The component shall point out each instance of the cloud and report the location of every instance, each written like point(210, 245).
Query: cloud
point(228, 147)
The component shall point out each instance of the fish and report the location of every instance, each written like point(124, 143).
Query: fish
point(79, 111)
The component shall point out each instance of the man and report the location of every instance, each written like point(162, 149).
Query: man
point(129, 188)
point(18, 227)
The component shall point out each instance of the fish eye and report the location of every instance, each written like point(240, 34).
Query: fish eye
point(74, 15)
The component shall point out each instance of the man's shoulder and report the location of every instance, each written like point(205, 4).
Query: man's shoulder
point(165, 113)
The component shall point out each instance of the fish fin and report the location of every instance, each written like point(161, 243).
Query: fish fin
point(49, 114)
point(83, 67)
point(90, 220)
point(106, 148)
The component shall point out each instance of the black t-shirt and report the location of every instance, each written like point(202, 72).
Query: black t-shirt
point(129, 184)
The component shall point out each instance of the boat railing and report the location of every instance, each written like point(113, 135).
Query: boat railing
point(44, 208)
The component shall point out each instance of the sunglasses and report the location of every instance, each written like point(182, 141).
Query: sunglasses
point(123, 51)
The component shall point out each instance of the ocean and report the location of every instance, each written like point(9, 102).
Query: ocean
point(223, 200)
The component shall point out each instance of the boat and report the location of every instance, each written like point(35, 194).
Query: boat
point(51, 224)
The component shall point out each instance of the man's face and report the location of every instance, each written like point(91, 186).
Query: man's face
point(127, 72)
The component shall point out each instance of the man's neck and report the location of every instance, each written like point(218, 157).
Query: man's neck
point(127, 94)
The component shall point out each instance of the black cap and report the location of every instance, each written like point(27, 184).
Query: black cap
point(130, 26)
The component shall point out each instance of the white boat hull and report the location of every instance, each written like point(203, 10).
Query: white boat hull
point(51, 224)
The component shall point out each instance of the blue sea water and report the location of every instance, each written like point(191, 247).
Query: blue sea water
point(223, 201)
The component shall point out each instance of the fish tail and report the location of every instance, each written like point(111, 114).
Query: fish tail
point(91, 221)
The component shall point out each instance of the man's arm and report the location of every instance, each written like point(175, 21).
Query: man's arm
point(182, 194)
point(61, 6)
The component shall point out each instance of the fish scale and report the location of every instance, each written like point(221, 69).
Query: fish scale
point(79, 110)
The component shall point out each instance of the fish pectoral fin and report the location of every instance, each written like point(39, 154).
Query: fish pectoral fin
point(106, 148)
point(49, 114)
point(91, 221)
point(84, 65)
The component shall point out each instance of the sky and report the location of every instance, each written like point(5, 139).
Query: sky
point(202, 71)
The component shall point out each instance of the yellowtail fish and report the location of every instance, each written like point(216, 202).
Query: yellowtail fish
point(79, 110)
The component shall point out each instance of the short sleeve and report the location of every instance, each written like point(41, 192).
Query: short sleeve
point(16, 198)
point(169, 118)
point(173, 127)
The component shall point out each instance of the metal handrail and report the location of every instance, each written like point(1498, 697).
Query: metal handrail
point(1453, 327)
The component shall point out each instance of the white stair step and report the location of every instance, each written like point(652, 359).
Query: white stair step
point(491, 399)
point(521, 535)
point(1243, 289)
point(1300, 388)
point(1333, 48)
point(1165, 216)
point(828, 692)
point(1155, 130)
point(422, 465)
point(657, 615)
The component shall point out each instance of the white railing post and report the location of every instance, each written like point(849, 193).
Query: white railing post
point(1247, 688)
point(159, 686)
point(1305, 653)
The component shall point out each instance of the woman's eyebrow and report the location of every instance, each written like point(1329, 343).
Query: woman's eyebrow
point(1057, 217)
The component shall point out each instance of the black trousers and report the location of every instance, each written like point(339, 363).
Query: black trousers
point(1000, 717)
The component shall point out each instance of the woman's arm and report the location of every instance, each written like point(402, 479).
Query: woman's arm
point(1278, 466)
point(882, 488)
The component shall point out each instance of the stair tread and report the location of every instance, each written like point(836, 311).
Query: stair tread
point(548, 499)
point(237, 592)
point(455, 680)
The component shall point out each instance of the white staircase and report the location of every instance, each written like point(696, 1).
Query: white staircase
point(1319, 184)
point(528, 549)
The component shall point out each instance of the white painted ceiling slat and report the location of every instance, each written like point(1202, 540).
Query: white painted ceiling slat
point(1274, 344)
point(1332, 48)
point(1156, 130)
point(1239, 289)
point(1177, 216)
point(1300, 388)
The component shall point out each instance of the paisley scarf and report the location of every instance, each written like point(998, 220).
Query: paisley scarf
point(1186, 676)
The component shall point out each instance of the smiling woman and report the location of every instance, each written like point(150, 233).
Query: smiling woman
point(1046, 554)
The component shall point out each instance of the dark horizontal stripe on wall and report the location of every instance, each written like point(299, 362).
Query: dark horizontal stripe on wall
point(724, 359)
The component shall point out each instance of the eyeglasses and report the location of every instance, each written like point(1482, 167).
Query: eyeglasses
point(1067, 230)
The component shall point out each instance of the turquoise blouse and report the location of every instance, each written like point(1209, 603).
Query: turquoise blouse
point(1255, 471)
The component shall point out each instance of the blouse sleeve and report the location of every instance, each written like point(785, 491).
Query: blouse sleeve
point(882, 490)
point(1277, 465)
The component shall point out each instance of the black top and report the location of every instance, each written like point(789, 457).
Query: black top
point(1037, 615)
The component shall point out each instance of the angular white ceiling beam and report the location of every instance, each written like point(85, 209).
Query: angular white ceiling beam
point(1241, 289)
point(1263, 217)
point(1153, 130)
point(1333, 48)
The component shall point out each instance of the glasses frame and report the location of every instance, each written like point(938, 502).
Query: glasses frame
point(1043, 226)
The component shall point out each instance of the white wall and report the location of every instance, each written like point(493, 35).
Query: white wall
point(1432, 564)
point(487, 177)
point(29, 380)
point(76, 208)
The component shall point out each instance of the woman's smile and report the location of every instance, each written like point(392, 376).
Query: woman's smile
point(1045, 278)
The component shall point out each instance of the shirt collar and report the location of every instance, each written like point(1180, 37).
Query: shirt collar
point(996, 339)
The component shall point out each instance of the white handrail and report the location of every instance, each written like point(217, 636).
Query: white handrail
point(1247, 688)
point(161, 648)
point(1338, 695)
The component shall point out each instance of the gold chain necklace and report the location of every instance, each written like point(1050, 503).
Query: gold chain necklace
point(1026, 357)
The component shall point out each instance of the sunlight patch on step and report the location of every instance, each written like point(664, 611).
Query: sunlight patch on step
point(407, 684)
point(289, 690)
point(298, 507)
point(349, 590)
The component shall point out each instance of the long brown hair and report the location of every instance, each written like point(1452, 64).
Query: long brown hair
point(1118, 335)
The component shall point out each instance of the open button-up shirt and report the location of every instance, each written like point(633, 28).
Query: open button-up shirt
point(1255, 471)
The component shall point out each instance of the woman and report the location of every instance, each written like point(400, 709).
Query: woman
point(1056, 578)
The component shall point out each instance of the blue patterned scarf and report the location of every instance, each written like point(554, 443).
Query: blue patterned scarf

#####

- THE PROBLEM
In the entries above, find each line with the word "patterned" and show it.

- EXERCISE OUTPUT
The component shall point out each instance of the blue patterned scarf and report the location of every instance, each written like point(554, 443).
Query: blue patterned scarf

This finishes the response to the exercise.